Page extract —
——

Menu Close

Category: About Music (page 1 of 15)

Activation Energy

I’ve had a post about Activation Energy mulling in my head for a couple weeks. Then I thought, I wonder if I’ve written about Activation Energy before? And guess what?

I have.

In 2008. Six and a half years ago. It’s something like the 20th post on the site—of more than 1200 at this point. I suppose that means the topic bears revisiting?

Activation Energy is a concept I coopted from Chemistry. Coined by Swiss scientist Svante Arrhenius in 1889, it refers to “the minimum energy that must be input to a chemical system with potential reactants to cause a chemical reaction.” In my usage, it refers to the amount of mental energy required to enter the creative state.

For example, how much must I procrastinate before I am filled with fear that I will not be able to meet my deadline? Or, how long does this idea need to gestate before I can execute it properly? Or, what do I need to clear off my plate before I can adequately focus on the task at hand? Creativity is the reactant. Creative work is the chemical reaction. And these efforts are the energy input.

To extend this metaphor further (and forgive me if botch the chemistry a little—I failed that class), chemical reactions produce either an endothermic reaction or an exothermic reaction. That is, reactions that absorb energy (endothermic) or reactions that release energy (exothermic). In Chemistry this is usually expressed as heat. An endothermic reaction is typically a cold reaction, whereas an exothermic reaction is hot.

——

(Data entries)

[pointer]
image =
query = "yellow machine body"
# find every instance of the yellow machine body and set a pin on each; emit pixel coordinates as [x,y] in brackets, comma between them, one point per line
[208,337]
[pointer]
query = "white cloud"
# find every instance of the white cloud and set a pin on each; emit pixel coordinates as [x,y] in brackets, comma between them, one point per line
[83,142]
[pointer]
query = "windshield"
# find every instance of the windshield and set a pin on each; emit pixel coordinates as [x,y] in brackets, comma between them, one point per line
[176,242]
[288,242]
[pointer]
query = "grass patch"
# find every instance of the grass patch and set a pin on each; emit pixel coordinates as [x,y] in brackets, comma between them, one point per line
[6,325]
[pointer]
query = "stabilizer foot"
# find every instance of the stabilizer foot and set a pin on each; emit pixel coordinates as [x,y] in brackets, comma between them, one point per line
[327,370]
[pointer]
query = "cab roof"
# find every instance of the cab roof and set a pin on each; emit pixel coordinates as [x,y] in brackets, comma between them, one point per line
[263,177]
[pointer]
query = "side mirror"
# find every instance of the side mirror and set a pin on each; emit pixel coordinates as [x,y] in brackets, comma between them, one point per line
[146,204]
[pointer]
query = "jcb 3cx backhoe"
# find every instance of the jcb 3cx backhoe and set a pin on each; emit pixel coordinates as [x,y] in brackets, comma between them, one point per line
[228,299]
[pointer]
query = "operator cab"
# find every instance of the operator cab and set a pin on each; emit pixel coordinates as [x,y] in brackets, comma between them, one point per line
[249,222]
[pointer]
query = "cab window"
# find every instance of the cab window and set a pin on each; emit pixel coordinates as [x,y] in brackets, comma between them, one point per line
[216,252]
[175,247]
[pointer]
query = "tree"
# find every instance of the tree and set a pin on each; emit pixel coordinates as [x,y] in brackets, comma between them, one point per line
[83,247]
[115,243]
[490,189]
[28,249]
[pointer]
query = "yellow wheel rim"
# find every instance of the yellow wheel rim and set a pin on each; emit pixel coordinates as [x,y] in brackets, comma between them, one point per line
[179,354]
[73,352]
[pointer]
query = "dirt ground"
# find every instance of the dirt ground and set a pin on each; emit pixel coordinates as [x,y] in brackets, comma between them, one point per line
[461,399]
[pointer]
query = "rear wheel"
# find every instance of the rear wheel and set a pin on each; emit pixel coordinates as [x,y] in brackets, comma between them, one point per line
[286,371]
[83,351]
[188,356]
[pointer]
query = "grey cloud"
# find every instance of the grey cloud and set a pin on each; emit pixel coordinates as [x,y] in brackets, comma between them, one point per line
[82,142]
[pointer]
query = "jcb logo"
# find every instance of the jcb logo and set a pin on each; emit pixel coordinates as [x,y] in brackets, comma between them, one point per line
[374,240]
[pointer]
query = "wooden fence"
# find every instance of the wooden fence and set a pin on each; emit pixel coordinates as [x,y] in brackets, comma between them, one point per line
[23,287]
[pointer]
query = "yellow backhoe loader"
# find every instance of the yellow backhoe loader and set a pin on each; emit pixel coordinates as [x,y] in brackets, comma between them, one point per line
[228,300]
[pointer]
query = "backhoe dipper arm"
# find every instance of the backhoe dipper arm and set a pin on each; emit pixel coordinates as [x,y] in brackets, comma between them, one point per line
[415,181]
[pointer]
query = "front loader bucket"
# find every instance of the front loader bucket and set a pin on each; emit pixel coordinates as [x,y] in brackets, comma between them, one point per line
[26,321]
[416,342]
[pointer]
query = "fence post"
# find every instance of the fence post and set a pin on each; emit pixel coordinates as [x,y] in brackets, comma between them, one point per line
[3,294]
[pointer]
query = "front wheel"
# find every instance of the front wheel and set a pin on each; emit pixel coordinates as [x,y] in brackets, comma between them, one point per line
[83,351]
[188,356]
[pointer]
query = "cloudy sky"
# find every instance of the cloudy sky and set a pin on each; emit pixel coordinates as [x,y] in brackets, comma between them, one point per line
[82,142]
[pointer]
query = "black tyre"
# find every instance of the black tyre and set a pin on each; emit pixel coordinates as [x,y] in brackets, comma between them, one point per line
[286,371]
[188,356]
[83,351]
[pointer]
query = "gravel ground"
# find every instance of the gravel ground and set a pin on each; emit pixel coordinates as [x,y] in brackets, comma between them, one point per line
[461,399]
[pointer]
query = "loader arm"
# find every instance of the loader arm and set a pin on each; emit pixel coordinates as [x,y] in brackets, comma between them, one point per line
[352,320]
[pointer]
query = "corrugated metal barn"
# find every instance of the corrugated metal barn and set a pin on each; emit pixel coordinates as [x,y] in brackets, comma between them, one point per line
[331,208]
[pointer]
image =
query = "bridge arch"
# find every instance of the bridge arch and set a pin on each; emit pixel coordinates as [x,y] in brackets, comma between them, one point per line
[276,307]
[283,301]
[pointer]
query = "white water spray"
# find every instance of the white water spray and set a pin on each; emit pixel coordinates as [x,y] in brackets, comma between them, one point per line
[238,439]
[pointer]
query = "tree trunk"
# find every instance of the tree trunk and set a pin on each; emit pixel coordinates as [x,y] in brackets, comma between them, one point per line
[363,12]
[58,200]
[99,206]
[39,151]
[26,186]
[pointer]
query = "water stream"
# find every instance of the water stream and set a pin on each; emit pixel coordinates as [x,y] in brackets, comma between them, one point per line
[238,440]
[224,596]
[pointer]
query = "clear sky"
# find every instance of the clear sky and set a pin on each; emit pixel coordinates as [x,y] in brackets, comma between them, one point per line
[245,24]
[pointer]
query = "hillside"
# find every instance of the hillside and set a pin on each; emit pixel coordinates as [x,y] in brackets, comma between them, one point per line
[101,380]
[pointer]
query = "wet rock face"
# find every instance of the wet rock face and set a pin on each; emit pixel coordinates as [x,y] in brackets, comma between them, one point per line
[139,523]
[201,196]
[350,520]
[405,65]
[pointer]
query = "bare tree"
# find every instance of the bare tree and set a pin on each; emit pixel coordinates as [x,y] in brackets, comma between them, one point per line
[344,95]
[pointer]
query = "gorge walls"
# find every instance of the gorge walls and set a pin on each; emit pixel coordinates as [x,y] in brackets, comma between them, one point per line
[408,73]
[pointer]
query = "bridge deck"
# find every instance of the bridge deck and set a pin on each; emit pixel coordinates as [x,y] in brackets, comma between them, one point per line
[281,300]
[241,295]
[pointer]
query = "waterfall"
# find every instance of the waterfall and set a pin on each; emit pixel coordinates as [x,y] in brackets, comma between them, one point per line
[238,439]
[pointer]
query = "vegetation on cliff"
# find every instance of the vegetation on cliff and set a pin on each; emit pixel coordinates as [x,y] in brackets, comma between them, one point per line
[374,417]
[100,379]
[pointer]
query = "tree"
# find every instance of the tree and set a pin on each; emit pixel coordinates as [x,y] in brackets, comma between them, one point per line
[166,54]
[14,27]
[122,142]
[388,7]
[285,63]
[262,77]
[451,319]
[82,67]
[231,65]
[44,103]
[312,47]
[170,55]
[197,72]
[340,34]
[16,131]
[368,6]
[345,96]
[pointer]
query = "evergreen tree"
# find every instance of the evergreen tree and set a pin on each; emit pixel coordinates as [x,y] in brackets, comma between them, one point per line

——

The request — According to the Activation Energy post, who coined the term "activation energy," and in what year? The data entries are separate material with no connection to the text.

Result for this task — Swiss scientist Svante Arrhenius coined it in 1889.